The final section is ''Corpus compilation, fieldwork and parsing'' and focuses
specifically on methodological problems associated with integrating the study of
pragmatics and discourse with corpus-based approaches. Dagman Deuber discusses
fieldwork being conducted toward a Caribbean component of the International
Corpus of English and describes linguistic and sociolinguistic approaches for
analyzing grammatical variation in the corpus. Alpo Honkapohja, Samuli
Kaislaniemi, and Ville Marttila present the Digital Editions for Corpus
Linguistic project, the aim of which is to make historical manuscripts available
online to facilitate their use by linguistic and historical researchers. In the
last paper of the volume, Hans Martin Lehmann and Gerald Schneider use a
syntactic parser on the British National Corpus to compile a database of
syntax-lexis interactions, detailing the methodological problems presented by
such an approach.

DATASET RECORDS »
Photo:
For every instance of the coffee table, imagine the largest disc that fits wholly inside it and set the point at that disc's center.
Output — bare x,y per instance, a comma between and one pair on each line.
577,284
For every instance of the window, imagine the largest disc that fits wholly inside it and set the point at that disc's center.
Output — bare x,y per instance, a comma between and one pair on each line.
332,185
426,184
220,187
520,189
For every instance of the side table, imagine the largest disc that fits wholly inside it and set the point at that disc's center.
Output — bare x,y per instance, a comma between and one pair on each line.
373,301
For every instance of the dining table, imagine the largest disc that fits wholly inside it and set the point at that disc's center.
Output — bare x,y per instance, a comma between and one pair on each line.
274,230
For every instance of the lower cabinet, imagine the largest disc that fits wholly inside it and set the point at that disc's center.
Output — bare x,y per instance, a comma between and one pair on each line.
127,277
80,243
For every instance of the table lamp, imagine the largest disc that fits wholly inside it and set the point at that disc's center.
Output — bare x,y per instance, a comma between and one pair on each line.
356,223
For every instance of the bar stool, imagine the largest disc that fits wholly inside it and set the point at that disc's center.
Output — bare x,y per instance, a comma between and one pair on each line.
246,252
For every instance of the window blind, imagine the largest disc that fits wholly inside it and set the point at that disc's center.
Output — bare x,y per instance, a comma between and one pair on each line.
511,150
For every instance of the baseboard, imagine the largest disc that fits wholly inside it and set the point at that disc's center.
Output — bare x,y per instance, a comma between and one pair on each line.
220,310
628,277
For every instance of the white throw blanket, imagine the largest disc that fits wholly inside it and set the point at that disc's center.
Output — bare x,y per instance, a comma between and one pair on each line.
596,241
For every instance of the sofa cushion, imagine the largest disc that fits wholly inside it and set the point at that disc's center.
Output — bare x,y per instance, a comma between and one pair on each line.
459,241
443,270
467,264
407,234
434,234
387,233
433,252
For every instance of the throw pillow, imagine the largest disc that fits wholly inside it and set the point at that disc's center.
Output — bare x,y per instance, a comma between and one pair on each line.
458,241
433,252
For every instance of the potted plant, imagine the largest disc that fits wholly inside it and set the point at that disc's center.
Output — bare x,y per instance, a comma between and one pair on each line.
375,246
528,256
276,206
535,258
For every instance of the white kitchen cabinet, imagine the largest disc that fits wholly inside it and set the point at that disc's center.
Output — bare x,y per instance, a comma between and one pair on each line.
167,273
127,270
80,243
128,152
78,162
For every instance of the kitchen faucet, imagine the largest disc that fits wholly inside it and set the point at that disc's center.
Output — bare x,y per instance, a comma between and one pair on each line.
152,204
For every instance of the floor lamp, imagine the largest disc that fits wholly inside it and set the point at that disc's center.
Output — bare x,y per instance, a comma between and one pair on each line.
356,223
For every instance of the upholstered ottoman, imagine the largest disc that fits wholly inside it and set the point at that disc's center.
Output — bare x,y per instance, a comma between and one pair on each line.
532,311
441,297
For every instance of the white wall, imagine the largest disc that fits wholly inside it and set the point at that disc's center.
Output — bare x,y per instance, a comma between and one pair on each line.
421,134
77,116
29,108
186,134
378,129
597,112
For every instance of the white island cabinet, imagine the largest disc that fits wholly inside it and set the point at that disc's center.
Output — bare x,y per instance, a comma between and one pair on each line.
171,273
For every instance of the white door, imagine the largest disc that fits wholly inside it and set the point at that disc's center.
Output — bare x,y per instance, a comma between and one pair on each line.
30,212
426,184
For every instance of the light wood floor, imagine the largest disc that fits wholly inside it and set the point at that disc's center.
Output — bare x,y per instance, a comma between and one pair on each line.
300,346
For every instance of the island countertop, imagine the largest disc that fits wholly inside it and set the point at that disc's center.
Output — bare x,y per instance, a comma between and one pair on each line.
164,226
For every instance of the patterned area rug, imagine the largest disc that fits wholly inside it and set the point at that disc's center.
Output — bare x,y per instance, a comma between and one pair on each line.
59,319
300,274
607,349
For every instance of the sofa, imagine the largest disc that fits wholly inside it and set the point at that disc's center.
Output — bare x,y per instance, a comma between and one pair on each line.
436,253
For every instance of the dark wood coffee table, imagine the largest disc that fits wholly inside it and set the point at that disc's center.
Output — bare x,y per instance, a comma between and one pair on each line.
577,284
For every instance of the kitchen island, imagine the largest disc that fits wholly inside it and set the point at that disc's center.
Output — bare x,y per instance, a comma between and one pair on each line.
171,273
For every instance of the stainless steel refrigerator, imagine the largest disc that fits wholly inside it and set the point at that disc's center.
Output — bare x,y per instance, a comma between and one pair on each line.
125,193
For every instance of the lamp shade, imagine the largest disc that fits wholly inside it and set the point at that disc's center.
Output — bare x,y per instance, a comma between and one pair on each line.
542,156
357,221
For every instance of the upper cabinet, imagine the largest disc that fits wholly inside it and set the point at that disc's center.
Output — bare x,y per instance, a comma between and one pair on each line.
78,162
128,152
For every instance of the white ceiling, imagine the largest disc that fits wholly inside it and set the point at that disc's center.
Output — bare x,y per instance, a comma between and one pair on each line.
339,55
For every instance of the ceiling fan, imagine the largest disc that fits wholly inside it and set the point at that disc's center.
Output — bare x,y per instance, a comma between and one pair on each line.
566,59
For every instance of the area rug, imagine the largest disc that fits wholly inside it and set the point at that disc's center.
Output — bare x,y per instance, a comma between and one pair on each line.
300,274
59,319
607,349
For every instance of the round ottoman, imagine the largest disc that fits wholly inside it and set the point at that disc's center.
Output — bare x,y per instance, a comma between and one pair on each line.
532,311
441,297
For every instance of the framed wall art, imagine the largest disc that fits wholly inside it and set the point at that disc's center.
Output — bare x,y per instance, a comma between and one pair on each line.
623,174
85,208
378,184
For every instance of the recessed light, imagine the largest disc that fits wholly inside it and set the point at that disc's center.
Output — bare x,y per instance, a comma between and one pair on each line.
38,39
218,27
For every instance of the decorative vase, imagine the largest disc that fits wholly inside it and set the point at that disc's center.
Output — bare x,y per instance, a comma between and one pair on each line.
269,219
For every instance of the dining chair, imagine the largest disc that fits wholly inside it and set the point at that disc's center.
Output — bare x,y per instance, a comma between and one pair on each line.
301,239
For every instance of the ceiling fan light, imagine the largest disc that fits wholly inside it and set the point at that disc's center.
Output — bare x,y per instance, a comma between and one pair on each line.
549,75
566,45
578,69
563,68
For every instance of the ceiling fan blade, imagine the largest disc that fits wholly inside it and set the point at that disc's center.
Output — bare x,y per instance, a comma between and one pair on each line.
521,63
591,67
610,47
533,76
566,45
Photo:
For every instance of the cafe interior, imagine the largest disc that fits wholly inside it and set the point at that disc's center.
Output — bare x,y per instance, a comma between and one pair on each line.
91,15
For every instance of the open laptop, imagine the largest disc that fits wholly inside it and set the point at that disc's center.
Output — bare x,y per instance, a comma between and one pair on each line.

EXERCISE SET »
- A) In the volume summary, which corpus did Hans Martin Lehmann and Gerald Schneider run a syntactic parser on?
- B) Extend the volume summary past its last sentence, keeping its plain tone.

TASK RESULTS »
- A) The British National Corpus.

- B)
This book is an excellent resource for anyone interested in how corpus-based
research can contribute to the study of higher-level linguistic phenomena. The
breadth of the collected papers is impressive, both in terms of their linguistic
objects of study, which vary from high-level categories, such as exhortations,
to specific constructions and words, as well as in the range of methodological
approaches that are adopted by the authors of the studies. Although its main
focus is on English, the book goes beyond the investigation of British and
American English to touch on Fijian English, Caribbean English and English as a
second language. It also strikes a nice balance between diachronic and
synchronic studies, and its coverage of the Early Modern English period in
particular should be engaging to scholars of that time period while also being
of interest to those students with questions about how English arrived at its
current state or how languages change in general. With respect to the latter,
articles in the book discuss diachronic change both in the meaning and use of
individual lexical items as well as in the overall structures of canonical texts
in specific domains.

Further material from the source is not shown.